_What the task asks_
Rewrite the data as a numbered list, omitting blank lines, starting at the line that contains "# point at: stethoscope tubing" and continuing through the last line of the data.

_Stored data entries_
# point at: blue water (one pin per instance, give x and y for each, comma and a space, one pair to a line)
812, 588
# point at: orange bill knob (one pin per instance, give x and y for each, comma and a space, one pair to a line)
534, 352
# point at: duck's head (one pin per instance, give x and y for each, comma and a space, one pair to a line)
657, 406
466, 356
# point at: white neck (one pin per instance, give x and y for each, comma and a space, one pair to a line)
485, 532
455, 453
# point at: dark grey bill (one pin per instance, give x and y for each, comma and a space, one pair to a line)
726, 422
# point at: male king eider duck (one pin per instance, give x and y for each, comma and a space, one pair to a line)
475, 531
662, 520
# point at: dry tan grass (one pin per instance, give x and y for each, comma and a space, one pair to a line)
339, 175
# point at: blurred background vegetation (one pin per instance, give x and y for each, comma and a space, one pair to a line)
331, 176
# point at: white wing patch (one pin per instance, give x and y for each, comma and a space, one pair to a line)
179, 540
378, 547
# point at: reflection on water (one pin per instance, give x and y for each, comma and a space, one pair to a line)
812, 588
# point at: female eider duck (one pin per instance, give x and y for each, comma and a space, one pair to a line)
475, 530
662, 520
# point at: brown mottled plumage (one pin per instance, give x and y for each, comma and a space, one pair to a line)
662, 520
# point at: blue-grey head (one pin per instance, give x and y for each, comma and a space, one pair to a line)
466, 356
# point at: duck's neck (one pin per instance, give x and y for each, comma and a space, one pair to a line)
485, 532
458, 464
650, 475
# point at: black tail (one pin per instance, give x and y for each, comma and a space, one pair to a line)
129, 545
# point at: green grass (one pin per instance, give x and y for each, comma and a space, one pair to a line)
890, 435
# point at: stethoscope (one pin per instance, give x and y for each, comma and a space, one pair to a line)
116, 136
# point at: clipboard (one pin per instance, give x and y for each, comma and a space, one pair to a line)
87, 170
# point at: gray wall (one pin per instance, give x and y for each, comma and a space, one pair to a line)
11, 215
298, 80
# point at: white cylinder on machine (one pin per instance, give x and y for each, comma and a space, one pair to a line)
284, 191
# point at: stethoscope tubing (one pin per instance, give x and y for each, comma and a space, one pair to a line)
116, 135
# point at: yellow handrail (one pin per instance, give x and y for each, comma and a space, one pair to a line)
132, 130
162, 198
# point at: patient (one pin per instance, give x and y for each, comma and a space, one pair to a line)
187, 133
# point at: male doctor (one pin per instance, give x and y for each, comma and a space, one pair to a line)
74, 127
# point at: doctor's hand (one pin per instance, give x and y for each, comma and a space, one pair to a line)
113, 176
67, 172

_Solved exercise_
1. # point at: stethoscope tubing (one pin per instance, give x and y for each, comma and a space, one pair to a line)
2. 116, 135
3. # point at: yellow handrail (one pin per instance, give x and y for each, comma and a space, one pair to a line)
4. 132, 130
5. 162, 198
6. # point at: patient (one pin per instance, give x and y for each, comma and a space, one pair to a line)
7. 187, 133
8. # point at: male doctor (one pin per instance, give x and y for each, comma and a space, one pair to a line)
9. 74, 127
10. # point at: doctor's hand (one pin per instance, give x and y for each, comma and a space, one pair to a line)
11. 113, 176
12. 67, 172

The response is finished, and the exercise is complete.